═══ TEXTO PROPUESTO

O a lo mejor es solo una cuestión de diálogo: al final, la Biblia no es otra cosa que la historia de una relación, la búsqueda de un diálogo; por mucho que nos empeñemos en encontrar en sus páginas correspondencia con la historia, la ciencia, la ética, el pensamiento o la literatura... para tropezarnos con nuestra intención puesta en duda, con nuestra creencia incompleta mientras solo nos interese el aspecto humanista del libro. Precisamente en la calle León, en el fondo de armario de los antiguos mentideros madrileños, Magris piensa si no será acaso que confundimos la imaginación con lo que creemos, y que lo principal es buscar primeramente el diálogo: “A menudo sucede que creemos hablar con nosotros mismos o con Dios y, por el contrario, solo hablamos con los míseros y presuntuosos fantasmas de nuestros miedos y nuestros ídolos, y confundimos el eco de nuestro delirio con la voz de la verdad; al menos en una velada es más fácil darse cuenta de ser fatuos y banales como quienes están a nuestro alrededor, mientras que en un soliloquio se corre el riesgo de convencerse de oír una verdad absoluta y de convertirse en su profeta y esclavo”, ya que nos sentimos siempre a disgusto “cuando nos encontramos en lugar de otro, cuando debemos hablar en nombre de una escuela, un partido, una Iglesia, una asociación filatélica, de combatientes o de filósofos, acaso de un Estado; al mismo tiempo, nos damos cuenta de que estamos casi siempre en lugar de otro, de que no podemos hablar casi nunca en nuestro nombre”, hasta el punto de olvidar el sonido de nuestra propia voz.

══════
═══ REGISTROS DE DATOS

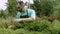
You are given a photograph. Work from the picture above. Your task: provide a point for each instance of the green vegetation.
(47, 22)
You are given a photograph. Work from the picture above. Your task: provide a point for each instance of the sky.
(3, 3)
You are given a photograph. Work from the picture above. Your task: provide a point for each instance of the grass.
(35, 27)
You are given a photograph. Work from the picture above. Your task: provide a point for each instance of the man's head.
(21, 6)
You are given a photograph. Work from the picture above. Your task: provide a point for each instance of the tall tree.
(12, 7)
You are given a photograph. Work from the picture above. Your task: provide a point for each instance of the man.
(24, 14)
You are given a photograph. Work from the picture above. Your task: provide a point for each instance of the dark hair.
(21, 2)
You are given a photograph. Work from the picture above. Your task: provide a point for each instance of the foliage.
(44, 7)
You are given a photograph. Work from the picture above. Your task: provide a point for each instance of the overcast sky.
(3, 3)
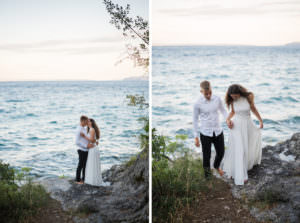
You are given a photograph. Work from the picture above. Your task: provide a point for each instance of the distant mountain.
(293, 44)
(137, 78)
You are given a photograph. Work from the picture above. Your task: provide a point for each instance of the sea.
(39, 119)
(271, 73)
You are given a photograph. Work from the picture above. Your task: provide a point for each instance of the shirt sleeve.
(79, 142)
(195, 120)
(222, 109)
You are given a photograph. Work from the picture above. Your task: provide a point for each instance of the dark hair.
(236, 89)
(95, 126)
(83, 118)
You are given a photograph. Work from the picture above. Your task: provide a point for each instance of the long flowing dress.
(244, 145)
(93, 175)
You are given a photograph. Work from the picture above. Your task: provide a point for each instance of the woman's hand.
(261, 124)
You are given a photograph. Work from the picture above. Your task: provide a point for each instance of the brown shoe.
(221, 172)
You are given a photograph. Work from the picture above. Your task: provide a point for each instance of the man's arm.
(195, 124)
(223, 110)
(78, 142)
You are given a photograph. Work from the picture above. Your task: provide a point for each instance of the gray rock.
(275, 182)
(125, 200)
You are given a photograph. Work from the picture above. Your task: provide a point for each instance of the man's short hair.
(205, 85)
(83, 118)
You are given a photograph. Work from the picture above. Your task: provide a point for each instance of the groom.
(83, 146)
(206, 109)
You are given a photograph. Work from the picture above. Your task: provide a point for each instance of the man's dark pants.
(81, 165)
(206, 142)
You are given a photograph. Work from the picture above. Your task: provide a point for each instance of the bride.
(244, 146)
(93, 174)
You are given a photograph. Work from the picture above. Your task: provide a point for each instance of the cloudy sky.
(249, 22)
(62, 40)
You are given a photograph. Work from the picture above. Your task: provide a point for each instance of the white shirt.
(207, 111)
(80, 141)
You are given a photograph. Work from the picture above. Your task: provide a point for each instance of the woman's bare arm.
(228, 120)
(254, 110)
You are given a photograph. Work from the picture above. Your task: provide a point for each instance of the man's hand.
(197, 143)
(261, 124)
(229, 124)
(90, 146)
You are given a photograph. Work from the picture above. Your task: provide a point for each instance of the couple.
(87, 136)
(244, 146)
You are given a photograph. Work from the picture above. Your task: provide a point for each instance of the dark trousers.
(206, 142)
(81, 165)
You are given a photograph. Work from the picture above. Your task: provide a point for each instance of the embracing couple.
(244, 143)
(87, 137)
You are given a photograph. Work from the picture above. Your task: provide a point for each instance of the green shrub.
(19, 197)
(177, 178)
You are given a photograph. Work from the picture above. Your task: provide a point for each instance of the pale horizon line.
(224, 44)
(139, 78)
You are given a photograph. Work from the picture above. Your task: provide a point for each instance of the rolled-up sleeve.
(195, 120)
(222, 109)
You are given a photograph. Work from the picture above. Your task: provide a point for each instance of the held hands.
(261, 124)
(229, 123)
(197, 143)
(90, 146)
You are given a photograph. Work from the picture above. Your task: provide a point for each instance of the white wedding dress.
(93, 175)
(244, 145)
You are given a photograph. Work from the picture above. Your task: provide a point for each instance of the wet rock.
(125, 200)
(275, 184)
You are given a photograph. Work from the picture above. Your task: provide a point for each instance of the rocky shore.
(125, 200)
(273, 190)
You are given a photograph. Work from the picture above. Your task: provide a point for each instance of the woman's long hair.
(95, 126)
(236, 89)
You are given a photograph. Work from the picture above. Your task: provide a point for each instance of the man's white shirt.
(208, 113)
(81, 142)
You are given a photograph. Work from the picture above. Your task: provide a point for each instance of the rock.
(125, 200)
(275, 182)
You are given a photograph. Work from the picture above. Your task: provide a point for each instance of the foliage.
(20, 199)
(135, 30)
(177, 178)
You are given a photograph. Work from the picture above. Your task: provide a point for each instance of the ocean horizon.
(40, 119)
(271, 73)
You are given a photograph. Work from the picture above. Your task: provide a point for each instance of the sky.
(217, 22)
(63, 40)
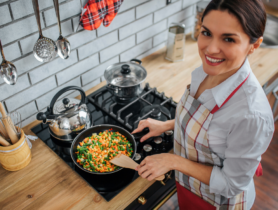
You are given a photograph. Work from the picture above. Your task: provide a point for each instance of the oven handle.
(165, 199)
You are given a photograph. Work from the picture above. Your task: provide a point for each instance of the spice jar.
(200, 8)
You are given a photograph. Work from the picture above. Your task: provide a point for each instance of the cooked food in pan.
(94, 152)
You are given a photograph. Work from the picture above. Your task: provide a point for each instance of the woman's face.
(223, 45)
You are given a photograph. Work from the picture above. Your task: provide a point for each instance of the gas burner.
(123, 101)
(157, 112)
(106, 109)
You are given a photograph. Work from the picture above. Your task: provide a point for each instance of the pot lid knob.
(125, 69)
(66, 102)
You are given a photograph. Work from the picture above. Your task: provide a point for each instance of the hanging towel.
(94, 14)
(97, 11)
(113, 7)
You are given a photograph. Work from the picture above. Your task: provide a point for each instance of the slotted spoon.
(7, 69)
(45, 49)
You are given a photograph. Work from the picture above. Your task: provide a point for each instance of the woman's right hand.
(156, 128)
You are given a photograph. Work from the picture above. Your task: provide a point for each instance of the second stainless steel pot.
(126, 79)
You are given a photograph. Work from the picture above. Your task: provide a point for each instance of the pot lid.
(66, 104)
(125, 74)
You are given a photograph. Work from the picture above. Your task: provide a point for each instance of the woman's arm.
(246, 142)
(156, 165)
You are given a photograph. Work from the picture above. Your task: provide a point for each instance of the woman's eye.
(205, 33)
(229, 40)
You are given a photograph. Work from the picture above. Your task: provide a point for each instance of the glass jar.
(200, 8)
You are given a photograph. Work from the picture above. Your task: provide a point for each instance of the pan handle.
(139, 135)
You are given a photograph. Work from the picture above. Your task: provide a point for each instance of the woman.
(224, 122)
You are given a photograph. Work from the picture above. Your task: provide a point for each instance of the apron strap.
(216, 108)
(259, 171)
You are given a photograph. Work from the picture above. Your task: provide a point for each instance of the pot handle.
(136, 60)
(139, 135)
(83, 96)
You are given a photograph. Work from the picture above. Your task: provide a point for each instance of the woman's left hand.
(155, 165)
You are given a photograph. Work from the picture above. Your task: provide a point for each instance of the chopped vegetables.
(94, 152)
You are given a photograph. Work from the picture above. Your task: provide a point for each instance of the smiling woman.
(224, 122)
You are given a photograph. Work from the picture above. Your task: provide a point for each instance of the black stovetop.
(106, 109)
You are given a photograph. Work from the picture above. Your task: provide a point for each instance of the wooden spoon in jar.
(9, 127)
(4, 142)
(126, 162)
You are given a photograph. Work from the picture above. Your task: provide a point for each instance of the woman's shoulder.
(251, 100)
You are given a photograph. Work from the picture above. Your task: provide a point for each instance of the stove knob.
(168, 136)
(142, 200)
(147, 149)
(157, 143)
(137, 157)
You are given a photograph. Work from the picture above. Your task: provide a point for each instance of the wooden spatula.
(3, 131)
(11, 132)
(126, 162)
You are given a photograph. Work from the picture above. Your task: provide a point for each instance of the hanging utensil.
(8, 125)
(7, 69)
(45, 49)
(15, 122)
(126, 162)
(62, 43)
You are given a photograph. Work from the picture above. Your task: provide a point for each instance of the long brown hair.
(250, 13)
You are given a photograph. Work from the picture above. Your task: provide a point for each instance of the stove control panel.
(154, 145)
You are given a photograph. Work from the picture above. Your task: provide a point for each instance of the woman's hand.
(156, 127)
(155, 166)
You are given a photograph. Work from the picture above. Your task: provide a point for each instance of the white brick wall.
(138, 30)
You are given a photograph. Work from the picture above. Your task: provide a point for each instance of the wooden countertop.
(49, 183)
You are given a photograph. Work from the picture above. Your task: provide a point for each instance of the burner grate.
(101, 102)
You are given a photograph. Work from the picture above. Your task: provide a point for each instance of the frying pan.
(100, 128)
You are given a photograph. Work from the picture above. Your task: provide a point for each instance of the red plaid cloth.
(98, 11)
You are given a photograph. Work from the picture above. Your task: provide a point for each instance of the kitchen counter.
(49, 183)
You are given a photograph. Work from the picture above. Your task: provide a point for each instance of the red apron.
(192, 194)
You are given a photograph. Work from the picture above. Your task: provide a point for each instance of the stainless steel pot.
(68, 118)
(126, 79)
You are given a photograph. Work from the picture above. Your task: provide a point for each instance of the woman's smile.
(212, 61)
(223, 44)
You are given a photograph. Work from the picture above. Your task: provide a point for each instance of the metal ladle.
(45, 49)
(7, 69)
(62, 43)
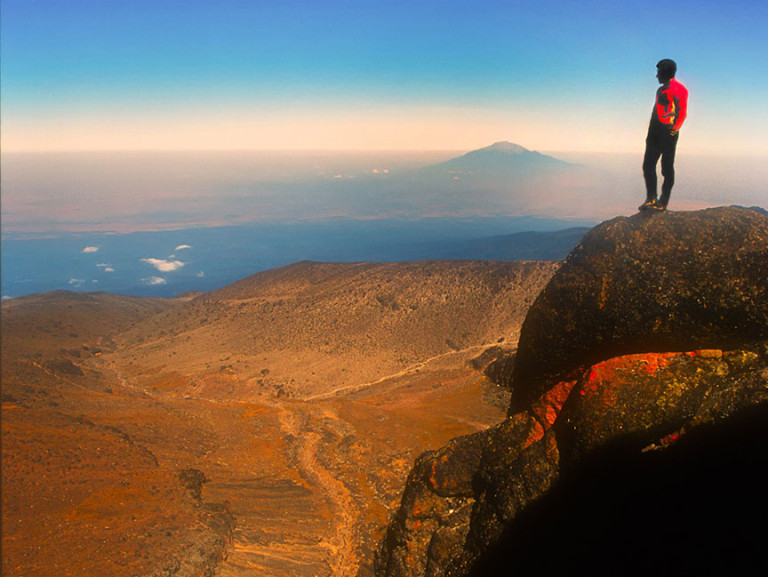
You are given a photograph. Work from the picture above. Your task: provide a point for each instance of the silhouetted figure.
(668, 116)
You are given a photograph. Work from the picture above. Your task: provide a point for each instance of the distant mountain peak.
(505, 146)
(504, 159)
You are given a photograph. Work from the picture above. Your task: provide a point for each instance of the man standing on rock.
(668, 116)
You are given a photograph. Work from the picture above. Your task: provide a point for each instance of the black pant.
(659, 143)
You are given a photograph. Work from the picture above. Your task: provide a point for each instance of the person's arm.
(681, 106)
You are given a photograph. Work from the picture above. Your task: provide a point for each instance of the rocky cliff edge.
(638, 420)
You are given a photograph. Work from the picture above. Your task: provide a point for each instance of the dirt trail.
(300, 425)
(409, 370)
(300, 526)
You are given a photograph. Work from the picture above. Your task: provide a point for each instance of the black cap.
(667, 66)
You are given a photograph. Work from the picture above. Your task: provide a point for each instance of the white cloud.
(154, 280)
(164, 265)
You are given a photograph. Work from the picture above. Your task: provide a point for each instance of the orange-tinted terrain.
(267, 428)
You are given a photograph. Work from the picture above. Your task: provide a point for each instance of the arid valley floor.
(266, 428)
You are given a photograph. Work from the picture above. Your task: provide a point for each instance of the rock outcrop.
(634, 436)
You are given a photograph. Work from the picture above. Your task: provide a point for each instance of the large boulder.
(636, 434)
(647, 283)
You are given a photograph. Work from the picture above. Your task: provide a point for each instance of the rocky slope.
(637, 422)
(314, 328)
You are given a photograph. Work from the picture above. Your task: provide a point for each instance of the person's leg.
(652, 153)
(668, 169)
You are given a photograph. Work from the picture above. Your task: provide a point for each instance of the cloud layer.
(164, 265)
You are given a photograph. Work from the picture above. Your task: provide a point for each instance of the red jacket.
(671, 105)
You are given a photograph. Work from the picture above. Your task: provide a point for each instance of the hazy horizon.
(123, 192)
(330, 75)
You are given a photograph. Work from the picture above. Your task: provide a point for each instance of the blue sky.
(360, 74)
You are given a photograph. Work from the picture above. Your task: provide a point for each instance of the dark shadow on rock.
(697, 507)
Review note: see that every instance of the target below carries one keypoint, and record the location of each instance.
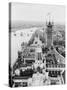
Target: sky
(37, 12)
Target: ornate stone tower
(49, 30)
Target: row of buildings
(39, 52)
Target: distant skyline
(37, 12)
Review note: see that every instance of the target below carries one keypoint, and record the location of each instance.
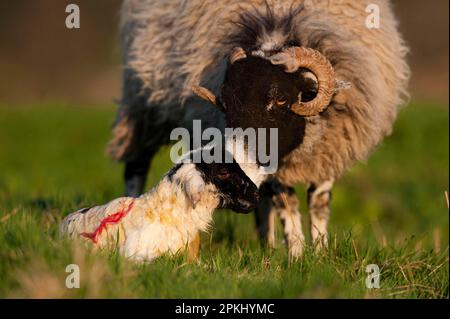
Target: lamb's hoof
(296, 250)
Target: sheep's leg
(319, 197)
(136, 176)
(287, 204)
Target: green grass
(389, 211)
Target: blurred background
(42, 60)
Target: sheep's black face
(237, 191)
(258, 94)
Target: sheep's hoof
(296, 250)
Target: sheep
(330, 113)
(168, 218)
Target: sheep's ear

══════

= TAREAS =
1. Según el texto sobre la Biblia y el diálogo, ¿en qué calle se encuentra Magris cuando piensa si no confundimos la imaginación con lo que creemos?
2. Enumera, copiándolas tal cual, todas las líneas de los registros que contienen la palabra "dark".
Los registros no guardan ninguna relación con el texto.

= RESPUESTAS =
1. En la calle León.

2.
You are given a photograph. Work from the picture above. Your task: provide a point for each instance of the dark hair.
You are given a photograph. Work from the picture above. Your task: provide a point for each instance of the dark hair.
You are given a photograph. Work from the picture above. Your task: provide a point for each instance of the man's dark pants.
You are given a photograph. Work from the picture above. Your task: provide a point for each instance of the dark trousers.
You are given a photograph. Work from the picture above. Your task: provide a point for each instance of the dark shadow on rock.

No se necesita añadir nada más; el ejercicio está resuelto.